[Point-based annotation data]
* * * * * * *

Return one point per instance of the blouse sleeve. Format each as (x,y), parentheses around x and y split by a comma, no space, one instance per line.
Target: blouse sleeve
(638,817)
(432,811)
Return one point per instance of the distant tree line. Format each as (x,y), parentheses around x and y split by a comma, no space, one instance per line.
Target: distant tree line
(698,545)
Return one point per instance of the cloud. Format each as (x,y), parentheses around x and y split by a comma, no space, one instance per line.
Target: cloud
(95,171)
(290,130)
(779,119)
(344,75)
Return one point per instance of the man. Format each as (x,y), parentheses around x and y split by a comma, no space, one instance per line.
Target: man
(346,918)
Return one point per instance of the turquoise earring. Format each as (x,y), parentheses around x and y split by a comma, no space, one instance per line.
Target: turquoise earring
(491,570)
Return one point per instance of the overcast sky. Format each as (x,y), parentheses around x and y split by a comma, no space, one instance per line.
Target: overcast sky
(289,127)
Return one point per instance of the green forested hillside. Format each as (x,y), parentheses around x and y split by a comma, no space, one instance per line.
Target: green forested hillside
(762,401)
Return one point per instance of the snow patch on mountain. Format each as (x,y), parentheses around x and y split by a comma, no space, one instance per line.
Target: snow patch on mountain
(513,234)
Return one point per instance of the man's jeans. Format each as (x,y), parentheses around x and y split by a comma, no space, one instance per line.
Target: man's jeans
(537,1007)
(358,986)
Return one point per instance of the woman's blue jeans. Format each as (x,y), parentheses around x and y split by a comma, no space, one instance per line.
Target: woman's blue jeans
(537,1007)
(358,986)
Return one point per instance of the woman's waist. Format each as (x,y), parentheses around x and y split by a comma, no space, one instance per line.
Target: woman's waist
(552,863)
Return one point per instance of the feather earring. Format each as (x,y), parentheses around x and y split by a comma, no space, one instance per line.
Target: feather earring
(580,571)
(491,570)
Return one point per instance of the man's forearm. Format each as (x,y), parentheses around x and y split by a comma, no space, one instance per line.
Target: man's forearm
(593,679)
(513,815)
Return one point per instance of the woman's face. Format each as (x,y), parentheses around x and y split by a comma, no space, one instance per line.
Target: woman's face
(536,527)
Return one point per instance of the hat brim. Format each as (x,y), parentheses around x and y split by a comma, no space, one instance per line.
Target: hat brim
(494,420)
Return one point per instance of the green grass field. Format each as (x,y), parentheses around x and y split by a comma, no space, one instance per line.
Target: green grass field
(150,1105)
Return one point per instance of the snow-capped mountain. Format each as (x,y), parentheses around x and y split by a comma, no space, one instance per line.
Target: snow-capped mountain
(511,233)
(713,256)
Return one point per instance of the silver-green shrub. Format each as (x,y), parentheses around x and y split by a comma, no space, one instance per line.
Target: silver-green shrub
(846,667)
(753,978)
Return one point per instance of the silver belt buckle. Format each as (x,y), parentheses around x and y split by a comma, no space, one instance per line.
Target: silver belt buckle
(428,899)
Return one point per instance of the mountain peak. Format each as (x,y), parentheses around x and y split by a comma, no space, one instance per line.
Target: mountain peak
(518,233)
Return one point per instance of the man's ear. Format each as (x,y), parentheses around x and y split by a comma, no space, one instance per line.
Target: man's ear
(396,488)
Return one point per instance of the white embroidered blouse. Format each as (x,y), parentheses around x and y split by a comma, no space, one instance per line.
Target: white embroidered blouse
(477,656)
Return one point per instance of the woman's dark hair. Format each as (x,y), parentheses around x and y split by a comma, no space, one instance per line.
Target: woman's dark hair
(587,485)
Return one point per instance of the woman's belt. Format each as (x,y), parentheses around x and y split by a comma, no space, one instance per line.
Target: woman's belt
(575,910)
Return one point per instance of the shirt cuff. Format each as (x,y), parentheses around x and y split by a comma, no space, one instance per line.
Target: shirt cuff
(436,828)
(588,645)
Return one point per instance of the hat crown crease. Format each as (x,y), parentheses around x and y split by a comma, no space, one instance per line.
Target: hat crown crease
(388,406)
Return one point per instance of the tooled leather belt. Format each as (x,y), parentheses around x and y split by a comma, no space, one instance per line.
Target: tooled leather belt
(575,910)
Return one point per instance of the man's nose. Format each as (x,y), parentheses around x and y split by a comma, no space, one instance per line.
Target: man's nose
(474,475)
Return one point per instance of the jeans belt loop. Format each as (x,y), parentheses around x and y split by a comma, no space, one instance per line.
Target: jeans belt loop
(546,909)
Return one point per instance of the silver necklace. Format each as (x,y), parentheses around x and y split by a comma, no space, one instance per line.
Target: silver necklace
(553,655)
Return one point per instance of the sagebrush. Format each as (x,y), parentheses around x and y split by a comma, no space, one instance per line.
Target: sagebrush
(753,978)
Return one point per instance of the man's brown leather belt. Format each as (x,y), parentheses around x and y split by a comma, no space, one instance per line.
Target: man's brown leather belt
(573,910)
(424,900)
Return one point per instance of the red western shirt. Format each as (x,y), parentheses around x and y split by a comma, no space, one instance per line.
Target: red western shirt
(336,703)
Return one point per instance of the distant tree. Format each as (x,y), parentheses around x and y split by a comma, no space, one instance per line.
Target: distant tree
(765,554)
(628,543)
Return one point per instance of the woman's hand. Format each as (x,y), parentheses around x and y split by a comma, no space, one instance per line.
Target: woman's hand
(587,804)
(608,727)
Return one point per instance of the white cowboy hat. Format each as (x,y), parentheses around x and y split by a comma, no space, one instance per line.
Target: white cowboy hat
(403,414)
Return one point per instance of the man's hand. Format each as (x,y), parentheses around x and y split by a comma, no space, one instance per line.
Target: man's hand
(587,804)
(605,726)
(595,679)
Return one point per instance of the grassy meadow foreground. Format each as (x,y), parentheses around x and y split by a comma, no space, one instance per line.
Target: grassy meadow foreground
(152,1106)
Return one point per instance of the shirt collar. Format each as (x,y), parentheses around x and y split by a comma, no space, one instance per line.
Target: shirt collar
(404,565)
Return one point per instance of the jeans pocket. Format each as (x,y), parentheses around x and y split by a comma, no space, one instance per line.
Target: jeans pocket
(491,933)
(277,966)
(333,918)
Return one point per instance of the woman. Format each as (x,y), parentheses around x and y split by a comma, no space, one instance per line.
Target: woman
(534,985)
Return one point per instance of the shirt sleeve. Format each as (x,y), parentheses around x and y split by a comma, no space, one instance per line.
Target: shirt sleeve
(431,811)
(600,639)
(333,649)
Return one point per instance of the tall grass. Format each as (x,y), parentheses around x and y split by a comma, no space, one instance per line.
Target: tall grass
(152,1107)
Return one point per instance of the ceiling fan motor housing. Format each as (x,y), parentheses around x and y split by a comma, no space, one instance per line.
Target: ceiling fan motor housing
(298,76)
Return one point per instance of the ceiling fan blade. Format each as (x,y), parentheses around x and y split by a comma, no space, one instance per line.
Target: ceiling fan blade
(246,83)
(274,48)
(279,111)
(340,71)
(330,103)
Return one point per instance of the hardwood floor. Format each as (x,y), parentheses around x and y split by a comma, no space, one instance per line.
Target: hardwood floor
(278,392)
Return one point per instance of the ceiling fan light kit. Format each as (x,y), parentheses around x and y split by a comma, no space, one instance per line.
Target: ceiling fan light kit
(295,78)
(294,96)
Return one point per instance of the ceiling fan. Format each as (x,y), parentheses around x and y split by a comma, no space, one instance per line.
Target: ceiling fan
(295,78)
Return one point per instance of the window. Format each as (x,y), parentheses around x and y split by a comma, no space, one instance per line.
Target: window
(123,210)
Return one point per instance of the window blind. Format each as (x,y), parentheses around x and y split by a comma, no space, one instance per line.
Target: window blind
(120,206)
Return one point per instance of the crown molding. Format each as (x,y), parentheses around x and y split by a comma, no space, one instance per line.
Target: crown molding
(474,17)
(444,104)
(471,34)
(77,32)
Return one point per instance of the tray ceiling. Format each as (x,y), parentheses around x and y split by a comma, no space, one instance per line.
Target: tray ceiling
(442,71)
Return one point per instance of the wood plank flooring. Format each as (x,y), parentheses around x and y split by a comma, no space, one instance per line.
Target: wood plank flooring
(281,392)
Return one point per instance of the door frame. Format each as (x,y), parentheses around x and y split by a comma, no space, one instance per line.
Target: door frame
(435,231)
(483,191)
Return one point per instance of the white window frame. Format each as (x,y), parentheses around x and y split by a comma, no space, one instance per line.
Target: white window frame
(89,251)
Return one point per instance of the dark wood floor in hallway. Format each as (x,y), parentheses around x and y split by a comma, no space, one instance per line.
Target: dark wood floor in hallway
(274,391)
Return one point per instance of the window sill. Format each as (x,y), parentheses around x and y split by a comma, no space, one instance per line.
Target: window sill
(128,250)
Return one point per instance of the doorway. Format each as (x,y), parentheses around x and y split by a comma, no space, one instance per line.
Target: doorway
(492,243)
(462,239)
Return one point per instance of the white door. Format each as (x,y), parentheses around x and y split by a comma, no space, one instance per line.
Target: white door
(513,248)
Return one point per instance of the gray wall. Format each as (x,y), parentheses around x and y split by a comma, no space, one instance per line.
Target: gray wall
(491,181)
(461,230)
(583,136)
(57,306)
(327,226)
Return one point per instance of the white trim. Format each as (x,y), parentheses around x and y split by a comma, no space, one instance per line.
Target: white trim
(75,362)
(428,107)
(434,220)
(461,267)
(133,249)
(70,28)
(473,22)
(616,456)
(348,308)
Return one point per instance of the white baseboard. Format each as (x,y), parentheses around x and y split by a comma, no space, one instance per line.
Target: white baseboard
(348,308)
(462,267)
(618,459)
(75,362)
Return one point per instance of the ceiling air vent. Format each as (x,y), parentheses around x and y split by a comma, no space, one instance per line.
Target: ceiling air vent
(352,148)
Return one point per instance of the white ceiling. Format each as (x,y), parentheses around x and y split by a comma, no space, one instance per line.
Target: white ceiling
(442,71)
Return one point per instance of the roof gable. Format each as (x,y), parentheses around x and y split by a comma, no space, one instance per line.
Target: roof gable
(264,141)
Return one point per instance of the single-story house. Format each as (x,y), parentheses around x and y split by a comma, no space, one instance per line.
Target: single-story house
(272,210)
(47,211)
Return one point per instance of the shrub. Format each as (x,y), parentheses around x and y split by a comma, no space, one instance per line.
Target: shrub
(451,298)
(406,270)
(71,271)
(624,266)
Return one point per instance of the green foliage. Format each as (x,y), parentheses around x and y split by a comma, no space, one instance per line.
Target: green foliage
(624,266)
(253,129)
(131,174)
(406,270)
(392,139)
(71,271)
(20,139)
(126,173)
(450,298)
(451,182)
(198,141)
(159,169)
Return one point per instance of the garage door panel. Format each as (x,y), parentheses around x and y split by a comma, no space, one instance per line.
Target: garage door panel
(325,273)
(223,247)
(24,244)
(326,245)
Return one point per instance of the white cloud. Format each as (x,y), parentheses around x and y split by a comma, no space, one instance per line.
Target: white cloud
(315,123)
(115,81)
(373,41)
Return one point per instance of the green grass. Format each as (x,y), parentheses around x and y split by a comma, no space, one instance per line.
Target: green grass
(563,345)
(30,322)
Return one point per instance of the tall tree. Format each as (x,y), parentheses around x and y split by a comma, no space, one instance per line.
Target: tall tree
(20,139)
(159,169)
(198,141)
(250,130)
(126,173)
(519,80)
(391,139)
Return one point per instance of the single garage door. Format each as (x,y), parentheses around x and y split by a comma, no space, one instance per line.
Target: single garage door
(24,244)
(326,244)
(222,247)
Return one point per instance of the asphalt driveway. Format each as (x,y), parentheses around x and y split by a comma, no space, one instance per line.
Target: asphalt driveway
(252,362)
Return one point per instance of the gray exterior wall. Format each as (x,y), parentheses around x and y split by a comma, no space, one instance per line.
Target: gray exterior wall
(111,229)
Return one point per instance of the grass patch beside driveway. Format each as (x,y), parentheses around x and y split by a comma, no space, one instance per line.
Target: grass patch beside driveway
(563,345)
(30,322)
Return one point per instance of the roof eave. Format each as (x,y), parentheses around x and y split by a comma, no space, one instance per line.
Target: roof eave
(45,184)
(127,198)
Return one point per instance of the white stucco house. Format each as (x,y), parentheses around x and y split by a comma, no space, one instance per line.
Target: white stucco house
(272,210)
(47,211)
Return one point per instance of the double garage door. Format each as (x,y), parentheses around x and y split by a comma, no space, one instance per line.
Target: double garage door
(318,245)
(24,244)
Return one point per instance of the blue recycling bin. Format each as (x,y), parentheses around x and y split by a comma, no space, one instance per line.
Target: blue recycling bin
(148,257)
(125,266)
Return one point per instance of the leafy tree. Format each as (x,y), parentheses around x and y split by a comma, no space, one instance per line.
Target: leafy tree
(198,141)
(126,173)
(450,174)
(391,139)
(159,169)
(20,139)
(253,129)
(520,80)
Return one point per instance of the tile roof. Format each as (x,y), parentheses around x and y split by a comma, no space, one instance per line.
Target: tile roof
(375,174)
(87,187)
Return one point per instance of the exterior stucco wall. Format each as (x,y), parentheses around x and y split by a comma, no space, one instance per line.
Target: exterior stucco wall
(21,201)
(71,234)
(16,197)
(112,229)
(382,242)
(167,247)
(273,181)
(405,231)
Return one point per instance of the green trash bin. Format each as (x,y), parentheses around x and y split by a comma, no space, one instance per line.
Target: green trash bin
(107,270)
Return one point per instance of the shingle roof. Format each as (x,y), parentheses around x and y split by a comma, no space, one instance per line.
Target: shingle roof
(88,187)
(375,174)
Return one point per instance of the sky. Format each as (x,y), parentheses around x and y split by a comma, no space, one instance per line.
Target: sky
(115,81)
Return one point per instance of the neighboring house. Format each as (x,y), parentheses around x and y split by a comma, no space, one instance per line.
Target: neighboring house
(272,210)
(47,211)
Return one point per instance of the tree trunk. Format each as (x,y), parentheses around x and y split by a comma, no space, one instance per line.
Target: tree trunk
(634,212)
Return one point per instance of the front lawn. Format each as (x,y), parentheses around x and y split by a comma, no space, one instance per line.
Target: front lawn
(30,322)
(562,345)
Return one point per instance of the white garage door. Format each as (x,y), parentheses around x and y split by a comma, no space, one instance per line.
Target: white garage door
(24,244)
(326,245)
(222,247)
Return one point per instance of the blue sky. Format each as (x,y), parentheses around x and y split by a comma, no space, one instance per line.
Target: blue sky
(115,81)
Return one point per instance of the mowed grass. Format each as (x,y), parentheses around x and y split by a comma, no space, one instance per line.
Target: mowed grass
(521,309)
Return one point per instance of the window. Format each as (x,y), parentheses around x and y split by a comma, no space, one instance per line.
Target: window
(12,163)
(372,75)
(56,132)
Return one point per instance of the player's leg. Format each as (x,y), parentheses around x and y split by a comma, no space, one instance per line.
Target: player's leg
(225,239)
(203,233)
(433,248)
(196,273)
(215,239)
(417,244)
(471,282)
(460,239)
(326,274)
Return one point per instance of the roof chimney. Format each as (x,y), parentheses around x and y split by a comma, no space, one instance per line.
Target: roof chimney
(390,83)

* * * * * * *

▶ _Short problem_
Begin with the line that contains "Return one point per instance of the blue sky." and quote each line after it exactly, stopping after the last line of the data.

▶ _Output_
Return one point per instance of the blue sky. Format each as (x,y), parentheses around x and y split by a comma, no space, one instance per line.
Target: blue sky
(115,81)
Return one point per instance of the mowed grass. Format each as (x,y), parentheses around x and y split by a comma, no space, one instance per line.
Target: mowed grass
(521,309)
Return one point per instance of the window. Format each as (x,y), parentheses around x and y split by a comma, no space, one instance per line.
Target: window
(12,163)
(372,75)
(56,132)
Return one point per instance of the player's leg. Format each as (x,y), parentheses around x and y split by a comma, no space, one instance per line.
Target: player's leg
(225,239)
(203,233)
(433,248)
(196,273)
(215,239)
(417,244)
(471,282)
(460,239)
(326,274)
Return one point per instance of the roof chimney. Format each as (x,y), parentheses around x and y split by a comma, no space, one instance per line.
Target: roof chimney
(390,83)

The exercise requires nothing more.